Complete the following –
[A] Update the listing from its first line through the line containing "column 470, row 757", replacing "stone column" with "stone pillar" and leaving everything else unchanged. Omit the pictures from your answer.
[B] Extend the forum reply about running a PostgreSQL WAL forwarding OCF script under HA, picking up after its final sentence.
---------- Given passage
Re: [Linux-ha-dev] Ordering of OCF Start, Stop and Monitor actions

2007-03-20 Thread Serge Dubrouski

On 3/20/07, Doug Knight [EMAIL PROTECTED] wrote:


 Hi Alan,
 I've had some time to try to implement the OCF script for the PostgreSQL
WAL file forwarding configuration, and I still am having some issues. The
main issue is how do I set up an OCF script that allows the process to run
on both servers, one process in a starting mode ingesting transferred WAL
files, the other in an accessible mode allowing database access and
forwarding WAL files to the standby (right now the different states are
determined within the OCF script by looking for the existence of a
recovery.conf file, which indicates the starting, standby side)? What I'm
trying to figure out is how to tell HA that it needs to start the standby
process and monitor it.


You can have an additional OCF parameter that controls state of the
resource. But you'll need to have something external to set that
parameter into the right state depending on the state of the cluster.
--------------------
---------- Entries shown
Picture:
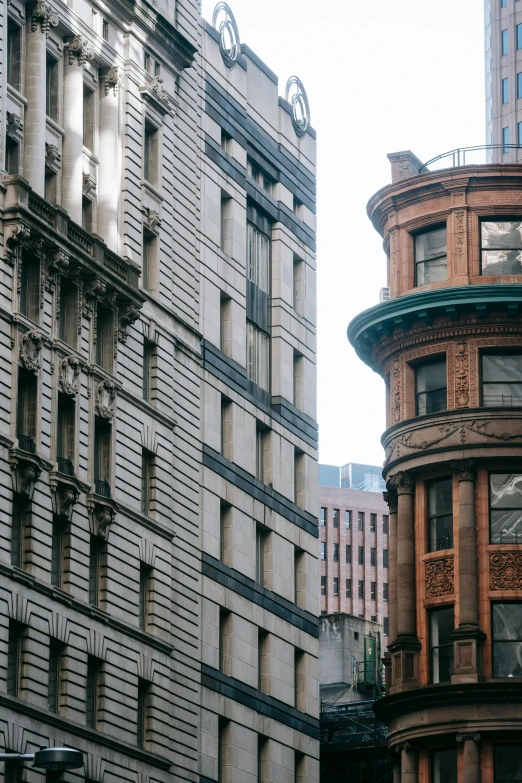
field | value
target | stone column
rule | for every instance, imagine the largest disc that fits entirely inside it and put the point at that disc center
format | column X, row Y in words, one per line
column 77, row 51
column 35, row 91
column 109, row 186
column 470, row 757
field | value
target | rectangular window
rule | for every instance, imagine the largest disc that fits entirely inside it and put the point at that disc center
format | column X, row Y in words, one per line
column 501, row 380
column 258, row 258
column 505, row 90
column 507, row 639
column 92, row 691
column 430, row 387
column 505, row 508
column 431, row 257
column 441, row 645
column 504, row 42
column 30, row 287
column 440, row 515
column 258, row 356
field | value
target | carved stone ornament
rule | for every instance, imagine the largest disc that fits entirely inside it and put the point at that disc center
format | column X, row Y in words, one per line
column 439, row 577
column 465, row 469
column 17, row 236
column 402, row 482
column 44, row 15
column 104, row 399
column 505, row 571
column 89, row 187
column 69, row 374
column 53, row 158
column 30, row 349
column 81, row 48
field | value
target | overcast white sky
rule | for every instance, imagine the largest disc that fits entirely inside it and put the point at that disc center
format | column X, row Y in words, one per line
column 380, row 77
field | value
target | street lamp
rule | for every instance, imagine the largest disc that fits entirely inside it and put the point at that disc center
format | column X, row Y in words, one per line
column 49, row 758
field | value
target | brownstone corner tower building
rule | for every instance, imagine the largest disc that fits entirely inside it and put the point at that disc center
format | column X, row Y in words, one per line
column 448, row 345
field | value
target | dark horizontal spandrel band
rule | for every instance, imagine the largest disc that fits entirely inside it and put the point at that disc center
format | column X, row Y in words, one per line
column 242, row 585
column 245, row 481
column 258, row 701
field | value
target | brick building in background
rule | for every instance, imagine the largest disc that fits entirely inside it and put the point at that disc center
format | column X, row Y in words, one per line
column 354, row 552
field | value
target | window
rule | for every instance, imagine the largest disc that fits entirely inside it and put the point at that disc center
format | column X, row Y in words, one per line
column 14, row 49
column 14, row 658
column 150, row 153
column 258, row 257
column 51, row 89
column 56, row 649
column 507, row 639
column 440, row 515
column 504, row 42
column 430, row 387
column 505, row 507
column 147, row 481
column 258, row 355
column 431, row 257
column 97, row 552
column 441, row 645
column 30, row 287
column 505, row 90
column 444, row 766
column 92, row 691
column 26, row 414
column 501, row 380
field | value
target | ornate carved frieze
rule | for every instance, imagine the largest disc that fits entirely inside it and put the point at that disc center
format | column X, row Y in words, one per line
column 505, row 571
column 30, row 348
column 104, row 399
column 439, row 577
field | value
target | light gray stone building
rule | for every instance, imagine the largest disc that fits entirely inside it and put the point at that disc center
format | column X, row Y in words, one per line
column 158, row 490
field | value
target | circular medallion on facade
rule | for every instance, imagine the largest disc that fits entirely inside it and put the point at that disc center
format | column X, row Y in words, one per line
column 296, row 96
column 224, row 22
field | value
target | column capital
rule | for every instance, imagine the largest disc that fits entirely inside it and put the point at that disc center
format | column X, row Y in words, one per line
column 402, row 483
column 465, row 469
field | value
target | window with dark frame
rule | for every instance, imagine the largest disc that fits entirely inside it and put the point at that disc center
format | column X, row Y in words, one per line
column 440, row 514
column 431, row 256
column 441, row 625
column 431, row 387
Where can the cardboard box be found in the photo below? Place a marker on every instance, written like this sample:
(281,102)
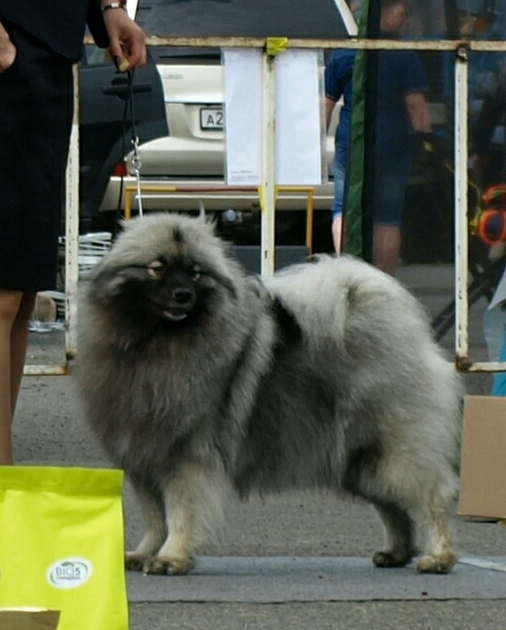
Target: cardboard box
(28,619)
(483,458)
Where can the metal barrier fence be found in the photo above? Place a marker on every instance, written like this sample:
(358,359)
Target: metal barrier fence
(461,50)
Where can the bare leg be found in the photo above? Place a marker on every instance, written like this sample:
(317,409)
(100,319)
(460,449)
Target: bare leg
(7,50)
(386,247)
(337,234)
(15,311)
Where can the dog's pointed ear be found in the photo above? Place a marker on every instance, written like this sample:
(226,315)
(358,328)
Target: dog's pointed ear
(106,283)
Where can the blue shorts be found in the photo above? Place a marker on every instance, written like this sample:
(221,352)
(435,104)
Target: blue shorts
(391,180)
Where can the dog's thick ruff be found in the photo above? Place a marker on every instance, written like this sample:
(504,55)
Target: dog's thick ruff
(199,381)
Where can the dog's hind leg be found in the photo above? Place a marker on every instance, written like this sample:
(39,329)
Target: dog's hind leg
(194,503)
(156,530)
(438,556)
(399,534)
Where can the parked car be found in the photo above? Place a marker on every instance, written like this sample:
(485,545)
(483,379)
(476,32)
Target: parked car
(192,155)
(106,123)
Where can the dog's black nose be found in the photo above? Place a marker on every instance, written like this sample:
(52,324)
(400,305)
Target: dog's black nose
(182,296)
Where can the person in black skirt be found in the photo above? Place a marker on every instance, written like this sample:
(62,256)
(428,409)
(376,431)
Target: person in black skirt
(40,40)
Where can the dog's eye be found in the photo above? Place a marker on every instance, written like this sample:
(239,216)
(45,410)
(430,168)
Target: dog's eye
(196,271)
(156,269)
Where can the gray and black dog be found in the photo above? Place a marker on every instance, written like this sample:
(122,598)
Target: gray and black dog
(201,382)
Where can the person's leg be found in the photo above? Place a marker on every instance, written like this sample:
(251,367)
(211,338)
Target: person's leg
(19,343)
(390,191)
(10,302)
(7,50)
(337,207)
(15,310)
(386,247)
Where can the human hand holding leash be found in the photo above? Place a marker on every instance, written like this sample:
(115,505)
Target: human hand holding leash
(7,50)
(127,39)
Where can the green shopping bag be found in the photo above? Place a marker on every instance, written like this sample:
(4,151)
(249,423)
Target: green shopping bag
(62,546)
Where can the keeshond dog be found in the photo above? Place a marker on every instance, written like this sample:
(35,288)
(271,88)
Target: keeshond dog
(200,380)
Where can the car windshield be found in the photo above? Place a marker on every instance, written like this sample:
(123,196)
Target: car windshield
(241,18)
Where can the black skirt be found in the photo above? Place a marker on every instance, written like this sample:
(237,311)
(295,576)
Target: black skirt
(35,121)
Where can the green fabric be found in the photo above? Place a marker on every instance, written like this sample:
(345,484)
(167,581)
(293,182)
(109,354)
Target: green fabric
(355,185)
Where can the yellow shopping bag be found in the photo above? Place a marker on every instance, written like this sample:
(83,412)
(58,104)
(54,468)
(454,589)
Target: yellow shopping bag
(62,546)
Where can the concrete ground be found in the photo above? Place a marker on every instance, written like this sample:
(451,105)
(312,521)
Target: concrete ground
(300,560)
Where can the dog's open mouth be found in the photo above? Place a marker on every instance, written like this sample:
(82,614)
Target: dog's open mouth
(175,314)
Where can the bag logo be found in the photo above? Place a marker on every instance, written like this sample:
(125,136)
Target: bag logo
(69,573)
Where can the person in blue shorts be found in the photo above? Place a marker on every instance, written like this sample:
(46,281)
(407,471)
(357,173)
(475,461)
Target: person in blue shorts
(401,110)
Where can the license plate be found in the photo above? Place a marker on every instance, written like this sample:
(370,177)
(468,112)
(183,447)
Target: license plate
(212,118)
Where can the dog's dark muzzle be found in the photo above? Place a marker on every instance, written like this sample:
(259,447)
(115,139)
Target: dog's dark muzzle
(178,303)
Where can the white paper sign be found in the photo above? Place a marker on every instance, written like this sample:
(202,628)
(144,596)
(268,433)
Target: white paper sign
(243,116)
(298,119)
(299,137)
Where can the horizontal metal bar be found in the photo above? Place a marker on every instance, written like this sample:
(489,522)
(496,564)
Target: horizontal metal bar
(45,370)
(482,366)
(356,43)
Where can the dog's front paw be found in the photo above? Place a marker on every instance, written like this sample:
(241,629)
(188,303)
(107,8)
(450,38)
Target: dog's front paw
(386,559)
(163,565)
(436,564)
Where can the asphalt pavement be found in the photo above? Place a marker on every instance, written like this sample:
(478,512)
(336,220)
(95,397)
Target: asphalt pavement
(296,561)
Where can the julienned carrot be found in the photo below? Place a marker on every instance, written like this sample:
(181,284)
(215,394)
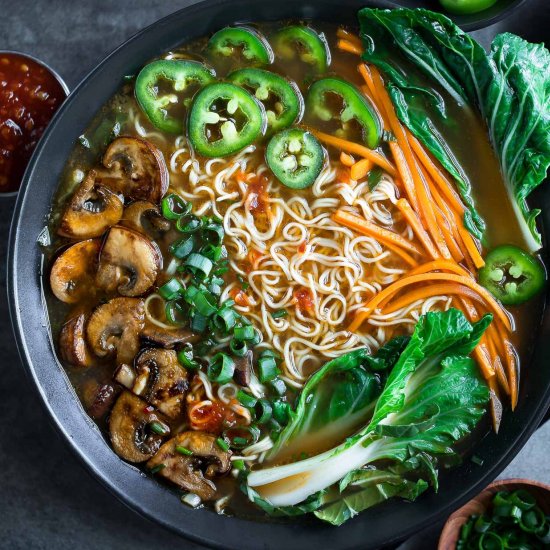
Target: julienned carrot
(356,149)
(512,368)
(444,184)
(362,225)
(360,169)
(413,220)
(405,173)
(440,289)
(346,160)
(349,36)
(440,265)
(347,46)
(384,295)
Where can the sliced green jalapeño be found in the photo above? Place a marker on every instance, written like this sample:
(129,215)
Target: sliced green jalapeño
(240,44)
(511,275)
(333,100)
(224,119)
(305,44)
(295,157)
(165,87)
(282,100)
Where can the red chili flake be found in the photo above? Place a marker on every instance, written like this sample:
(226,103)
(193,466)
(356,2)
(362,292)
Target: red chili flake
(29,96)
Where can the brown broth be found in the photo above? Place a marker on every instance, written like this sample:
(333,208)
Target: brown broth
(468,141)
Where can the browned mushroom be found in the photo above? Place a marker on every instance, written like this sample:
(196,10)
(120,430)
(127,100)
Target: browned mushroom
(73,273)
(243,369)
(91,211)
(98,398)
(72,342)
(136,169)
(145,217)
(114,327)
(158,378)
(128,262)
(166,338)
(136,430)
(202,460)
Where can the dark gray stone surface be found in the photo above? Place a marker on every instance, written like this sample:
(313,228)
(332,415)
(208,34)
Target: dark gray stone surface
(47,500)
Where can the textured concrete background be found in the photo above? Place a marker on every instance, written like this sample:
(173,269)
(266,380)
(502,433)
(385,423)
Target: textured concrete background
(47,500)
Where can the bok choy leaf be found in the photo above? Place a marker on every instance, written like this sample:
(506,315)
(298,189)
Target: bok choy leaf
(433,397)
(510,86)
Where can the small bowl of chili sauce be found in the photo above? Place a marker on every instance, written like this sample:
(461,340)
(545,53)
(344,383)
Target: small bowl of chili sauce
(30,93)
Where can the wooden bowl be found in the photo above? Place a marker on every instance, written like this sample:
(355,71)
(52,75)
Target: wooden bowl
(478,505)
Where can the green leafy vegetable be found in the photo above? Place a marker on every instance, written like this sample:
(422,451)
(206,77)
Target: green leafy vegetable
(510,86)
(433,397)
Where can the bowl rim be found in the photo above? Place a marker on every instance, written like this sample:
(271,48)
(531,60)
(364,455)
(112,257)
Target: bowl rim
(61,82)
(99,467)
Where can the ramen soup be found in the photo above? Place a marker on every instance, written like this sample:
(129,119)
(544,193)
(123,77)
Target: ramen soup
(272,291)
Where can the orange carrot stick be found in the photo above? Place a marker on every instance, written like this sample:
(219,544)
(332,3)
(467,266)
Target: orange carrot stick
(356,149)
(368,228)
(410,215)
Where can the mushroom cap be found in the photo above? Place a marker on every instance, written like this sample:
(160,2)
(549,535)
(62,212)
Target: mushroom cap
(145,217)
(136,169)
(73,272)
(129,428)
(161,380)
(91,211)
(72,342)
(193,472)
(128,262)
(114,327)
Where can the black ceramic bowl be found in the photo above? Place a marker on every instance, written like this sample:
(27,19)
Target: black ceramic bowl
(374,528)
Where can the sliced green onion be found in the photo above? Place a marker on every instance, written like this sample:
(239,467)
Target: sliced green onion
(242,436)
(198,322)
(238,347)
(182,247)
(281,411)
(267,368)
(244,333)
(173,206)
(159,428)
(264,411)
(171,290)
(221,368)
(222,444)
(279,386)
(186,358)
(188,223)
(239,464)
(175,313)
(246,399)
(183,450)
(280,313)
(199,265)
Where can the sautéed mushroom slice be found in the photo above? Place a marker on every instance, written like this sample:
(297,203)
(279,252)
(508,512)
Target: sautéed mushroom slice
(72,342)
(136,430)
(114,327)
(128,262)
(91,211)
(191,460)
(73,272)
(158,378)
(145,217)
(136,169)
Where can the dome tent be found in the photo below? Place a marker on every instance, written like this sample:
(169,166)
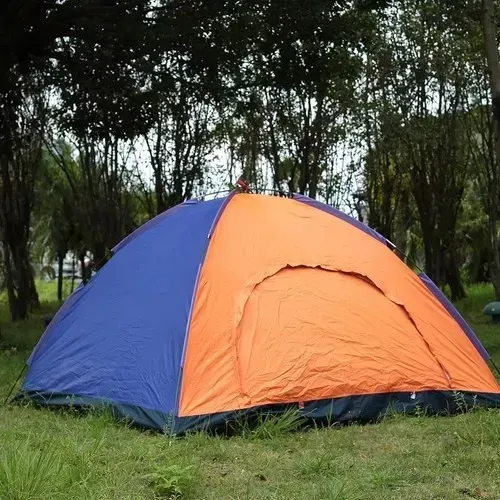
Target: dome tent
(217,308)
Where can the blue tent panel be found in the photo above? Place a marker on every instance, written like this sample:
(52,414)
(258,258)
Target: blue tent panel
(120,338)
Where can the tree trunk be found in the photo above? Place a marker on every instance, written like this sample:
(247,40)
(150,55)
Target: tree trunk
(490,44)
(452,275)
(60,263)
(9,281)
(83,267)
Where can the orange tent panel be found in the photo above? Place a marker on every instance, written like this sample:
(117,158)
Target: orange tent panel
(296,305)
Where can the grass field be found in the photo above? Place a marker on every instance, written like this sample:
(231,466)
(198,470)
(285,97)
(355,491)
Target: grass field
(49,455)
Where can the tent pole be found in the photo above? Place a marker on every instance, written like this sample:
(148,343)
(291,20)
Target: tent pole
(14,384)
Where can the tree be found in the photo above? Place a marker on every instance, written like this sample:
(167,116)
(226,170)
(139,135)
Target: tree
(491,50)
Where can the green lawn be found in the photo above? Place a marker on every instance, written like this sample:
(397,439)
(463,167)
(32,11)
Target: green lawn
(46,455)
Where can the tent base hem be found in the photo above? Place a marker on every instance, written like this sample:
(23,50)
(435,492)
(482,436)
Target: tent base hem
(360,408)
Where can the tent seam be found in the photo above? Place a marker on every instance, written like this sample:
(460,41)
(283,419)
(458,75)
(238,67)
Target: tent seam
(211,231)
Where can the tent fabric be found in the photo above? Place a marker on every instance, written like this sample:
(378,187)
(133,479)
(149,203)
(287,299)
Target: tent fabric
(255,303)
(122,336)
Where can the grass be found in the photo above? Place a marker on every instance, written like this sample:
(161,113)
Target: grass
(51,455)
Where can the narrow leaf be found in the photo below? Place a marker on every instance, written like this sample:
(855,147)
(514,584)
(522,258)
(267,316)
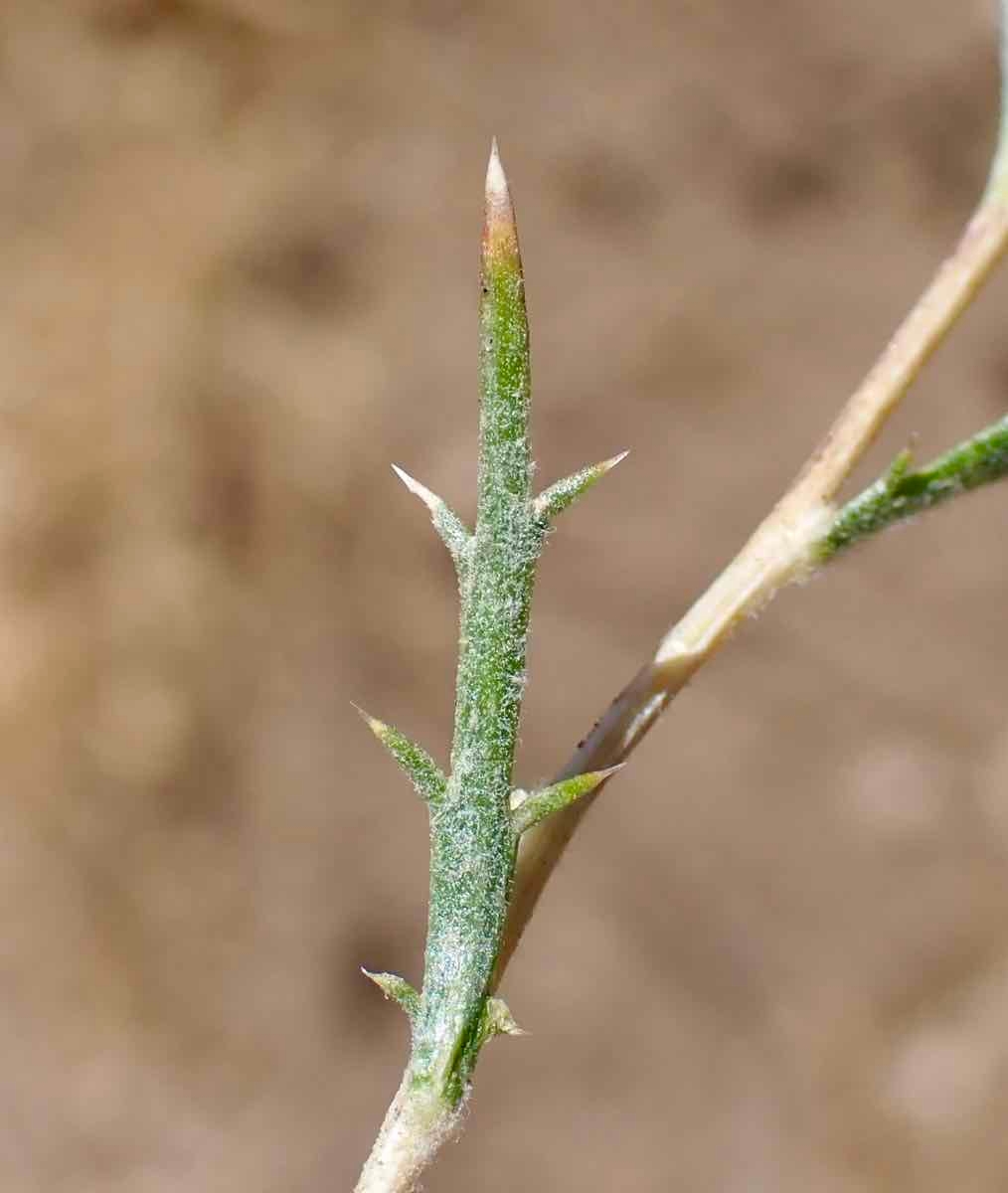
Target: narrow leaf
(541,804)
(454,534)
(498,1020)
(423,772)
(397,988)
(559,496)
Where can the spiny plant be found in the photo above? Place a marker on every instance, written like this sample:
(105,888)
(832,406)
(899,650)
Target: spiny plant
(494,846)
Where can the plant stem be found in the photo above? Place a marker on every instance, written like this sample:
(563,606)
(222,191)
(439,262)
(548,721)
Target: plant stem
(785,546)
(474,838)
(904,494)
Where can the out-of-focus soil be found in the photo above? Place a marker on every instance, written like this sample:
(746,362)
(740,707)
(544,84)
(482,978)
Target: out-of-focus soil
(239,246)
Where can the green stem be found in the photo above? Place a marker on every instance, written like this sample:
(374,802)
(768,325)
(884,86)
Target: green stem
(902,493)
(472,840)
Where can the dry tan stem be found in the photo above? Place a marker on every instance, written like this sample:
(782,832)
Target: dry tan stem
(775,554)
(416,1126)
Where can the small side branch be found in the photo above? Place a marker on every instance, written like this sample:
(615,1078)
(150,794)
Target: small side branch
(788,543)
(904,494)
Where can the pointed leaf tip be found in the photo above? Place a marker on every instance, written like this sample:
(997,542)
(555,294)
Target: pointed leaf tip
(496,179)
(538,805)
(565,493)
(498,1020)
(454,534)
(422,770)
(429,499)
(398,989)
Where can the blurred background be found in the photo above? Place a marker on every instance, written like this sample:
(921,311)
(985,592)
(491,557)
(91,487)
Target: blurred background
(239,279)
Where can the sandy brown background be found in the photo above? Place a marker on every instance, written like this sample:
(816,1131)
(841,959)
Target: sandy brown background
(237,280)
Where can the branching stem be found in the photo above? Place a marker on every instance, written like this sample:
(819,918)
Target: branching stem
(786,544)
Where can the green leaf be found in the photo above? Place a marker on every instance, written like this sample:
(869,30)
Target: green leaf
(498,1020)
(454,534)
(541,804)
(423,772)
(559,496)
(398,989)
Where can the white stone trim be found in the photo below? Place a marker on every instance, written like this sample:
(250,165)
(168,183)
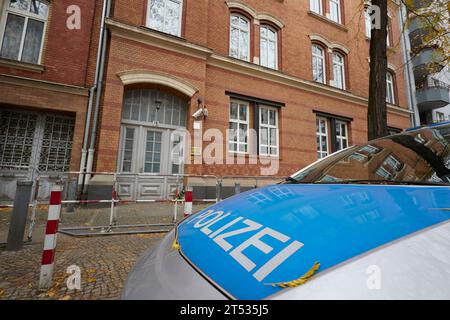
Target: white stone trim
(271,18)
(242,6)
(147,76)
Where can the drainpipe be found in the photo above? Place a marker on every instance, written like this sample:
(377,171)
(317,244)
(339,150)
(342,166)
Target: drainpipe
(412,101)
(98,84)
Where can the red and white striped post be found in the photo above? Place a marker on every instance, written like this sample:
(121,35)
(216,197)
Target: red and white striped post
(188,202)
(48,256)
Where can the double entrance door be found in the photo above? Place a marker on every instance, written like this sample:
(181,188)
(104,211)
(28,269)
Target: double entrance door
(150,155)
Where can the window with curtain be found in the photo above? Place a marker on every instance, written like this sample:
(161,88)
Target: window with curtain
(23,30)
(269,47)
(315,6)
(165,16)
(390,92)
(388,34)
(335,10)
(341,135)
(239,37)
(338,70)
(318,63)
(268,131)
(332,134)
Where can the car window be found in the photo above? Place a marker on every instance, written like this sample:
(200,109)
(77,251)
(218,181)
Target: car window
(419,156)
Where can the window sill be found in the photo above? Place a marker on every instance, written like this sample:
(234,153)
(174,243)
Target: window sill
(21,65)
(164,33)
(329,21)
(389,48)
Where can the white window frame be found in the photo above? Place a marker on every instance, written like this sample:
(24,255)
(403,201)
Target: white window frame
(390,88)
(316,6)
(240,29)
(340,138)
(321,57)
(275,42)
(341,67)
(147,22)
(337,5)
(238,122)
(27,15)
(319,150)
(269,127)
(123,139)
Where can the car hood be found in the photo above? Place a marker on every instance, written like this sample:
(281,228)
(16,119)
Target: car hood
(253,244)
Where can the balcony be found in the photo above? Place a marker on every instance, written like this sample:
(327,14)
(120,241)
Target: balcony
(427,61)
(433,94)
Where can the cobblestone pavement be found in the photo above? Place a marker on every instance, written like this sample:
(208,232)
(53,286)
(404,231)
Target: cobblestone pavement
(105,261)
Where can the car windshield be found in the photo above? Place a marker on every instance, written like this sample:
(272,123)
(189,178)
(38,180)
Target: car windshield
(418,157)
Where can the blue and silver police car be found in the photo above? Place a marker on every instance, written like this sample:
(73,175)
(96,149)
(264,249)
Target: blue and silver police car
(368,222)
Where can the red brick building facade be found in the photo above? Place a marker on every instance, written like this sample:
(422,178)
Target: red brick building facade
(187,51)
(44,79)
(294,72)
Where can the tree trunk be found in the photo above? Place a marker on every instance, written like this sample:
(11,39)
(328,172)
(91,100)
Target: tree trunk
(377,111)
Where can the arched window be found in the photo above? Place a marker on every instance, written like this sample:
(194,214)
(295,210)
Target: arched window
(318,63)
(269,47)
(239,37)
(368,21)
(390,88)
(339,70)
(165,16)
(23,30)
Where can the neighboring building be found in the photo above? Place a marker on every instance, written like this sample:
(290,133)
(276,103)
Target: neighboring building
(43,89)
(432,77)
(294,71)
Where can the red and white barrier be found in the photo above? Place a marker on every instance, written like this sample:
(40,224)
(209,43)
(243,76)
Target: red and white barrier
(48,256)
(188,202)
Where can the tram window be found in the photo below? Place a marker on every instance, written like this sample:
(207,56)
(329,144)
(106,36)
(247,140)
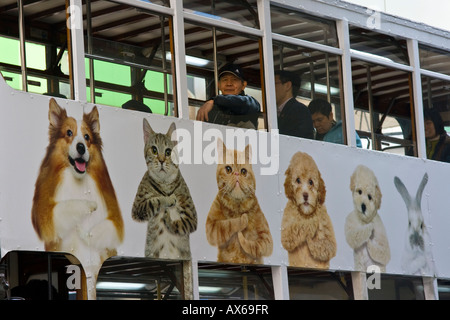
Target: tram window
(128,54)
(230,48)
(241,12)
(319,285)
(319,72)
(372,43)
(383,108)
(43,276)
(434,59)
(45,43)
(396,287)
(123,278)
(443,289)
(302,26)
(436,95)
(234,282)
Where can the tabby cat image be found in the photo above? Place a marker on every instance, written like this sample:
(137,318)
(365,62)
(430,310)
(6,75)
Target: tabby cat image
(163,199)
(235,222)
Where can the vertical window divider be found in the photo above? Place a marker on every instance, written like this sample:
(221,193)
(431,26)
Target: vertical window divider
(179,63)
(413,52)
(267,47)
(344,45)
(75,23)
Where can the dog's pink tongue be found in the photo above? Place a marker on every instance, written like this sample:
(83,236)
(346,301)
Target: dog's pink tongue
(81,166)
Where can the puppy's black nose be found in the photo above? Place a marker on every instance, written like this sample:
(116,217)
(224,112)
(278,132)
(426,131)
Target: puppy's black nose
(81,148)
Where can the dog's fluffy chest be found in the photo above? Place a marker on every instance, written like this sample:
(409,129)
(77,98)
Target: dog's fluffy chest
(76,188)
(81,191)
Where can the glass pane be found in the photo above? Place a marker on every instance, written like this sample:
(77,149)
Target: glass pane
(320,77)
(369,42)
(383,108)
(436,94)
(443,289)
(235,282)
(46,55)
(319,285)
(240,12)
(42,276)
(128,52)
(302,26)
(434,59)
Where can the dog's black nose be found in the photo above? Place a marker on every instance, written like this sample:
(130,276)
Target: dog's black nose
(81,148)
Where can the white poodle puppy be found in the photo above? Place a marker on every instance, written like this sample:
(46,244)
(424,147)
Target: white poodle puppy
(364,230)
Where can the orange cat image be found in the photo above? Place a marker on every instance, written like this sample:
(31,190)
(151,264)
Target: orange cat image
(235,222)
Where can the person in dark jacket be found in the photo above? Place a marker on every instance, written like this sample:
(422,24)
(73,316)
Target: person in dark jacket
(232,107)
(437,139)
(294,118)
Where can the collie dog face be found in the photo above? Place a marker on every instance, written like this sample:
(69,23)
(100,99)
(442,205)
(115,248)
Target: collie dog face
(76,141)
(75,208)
--------------------
Written responses –
[A]
Picture:
field | value
target | stone pillar
rule | for every instance, imagine the largest disc that fits entirely inside it and put the point at that disc center
format | column X, row Y in words, one per line
column 77, row 51
column 35, row 91
column 109, row 186
column 470, row 757

[B]
 I've started looking at the multi-state configurations, but the
documentation isn't completely clear. Can you expand on it? I'd like
something similar to the answers you gave for the monitor, stop, and start
functions (when do they/can they get invoked, on which node, etc). One
specific area of the multi-state config I have a question about is how to
tell HA which server has the master role when first starting up the
resource. Any additional info would be great.


On this check this thread:
http://lists.linux-ha.org/pipermail/linux-ha/2007-March/023646.html


 Thanks,
 Doug




 On Wed, 2007-03-14 at 19:59 -0600, Alan Robertson wrote:
 Doug Knight wrote:
 Yes, Thanks Alan. Let me digest it, and walk through my OCF script. I'll
 see if I have any other questions after that.

 Thanks for getting back to me.

 Doug

 On Wed, 2007-03-14 at 11:41 -0600, Alan Robertson wrote:
 Doug Knight wrote:
  Hi All,
  I currently am running a two node cluster (host1 and host2) with
version
  2.0.8. I have a resource defined with a place constraint of #uname eq
  host1, so that it will start on host1 (using an OCF RA script,
  including all of the required methods). The resource itself has
  target_role set to stopped.
 
  Question 1: Is the monitor method called regularly on both nodes to
make
  sure the resource is not running?

 No. It is called on every node when we first start up (we call it a
 probe operation). If you ask us to, we will run it periodically to
 ensure that a running copy continues to run.

 You can also manually request to run this initial probe again to catch
 errors made by system administrators (but I don't know of anyone who
 does that).


  Next, I change the target_role to started (i.e. I use the GUI and
  click the start button).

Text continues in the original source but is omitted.